WHAT YOU ARE ASKED TO DO - Exact copies of the lines below are the goal; any images in them are dropped.

----

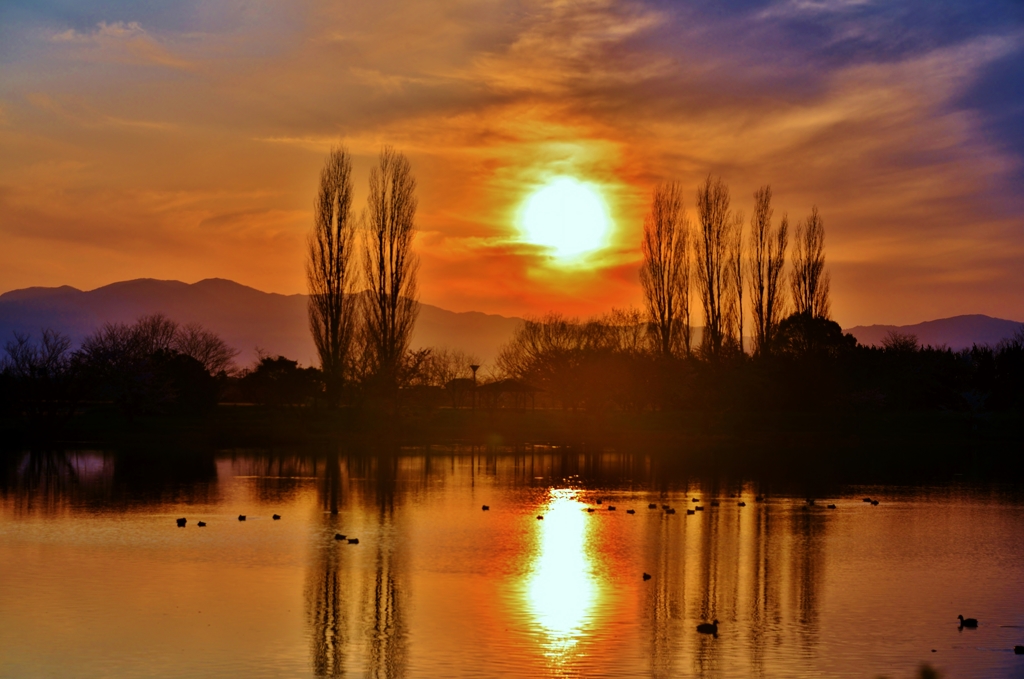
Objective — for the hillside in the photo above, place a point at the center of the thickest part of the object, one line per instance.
(957, 333)
(246, 317)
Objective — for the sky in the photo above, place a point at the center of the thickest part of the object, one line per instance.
(183, 140)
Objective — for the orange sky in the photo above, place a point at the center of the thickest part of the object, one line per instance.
(186, 144)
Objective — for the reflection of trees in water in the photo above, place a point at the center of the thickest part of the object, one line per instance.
(278, 477)
(808, 532)
(347, 586)
(40, 480)
(45, 480)
(745, 568)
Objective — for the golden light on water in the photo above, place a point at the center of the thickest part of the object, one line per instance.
(568, 217)
(562, 590)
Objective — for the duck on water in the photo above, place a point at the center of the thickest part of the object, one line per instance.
(709, 628)
(967, 622)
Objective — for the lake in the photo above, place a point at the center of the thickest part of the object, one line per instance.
(96, 580)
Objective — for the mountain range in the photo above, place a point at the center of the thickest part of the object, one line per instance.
(247, 319)
(250, 320)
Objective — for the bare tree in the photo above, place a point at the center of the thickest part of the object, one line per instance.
(666, 270)
(205, 346)
(329, 269)
(736, 271)
(810, 280)
(390, 263)
(767, 257)
(715, 282)
(444, 364)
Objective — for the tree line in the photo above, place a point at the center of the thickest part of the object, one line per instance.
(716, 269)
(685, 349)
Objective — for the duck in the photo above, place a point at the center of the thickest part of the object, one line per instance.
(968, 622)
(709, 628)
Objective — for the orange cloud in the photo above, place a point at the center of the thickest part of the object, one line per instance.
(194, 152)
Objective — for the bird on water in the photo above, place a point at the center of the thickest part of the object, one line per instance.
(968, 622)
(709, 628)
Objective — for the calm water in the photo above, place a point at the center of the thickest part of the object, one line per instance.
(96, 580)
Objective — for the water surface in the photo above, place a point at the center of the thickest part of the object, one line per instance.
(97, 581)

----

EXERCISE SOLUTION -
Objective — for the hillside in the photo above, place a point at the center of the thickest part of the object, one line per instance.
(957, 333)
(246, 317)
Objective — for the sky in the photo above, place a point at the center of the thickest part of the object, one line per instance.
(183, 140)
Objective — for the orange sky in the photo above, place a point at the center of the thickest part of the object, one line per instance.
(186, 144)
Objective — for the reflection of trees in water in the photo above, place a point at the center of the thickest part of the object, one line per instance.
(278, 477)
(808, 532)
(347, 586)
(40, 480)
(45, 480)
(745, 568)
Objective — for the golden light on water in the photo above, place a point at the center of the thickest part of the object, one line per instance.
(568, 217)
(562, 590)
Objective — for the duck on water in the photo above, place a point at the center of the thickest part of the object, one line per instance.
(709, 628)
(967, 622)
Objective — for the lake in the photo above, place a point at the center of the thickest part of the object, one line per instance.
(96, 580)
Objective — for the mountain range in the photo above, place a point at the center of the thickest part of the object, one line per instance.
(247, 319)
(250, 320)
Objective — for the bare tree in the photo above, place a point at the center of the thickest part of the object, one line per instance.
(666, 270)
(205, 346)
(329, 269)
(736, 271)
(810, 280)
(390, 263)
(767, 257)
(715, 282)
(444, 364)
Objective — for the tree line in the photo above, place a point at the center of the thickest part of the object, one line per instance.
(716, 269)
(685, 349)
Objective — for the duck in the photo above, place a point at the center of the thickest part of the object, one line per instance.
(968, 622)
(709, 628)
Objective — for the orange cloud in the photo above, place a point at the center of the thickest part of the object, one line per instance.
(194, 152)
Objective — for the bird on water in the photo above, place a point at the center of the thickest part of the object, one line per instance.
(968, 622)
(709, 628)
Objective — for the calm water in the photo above, place a point at the center of the thickest part of the object, one line per instance.
(96, 580)
Objective — for the water surface in the photo above, place a point at the center of the thickest part of the object, one line per instance.
(97, 581)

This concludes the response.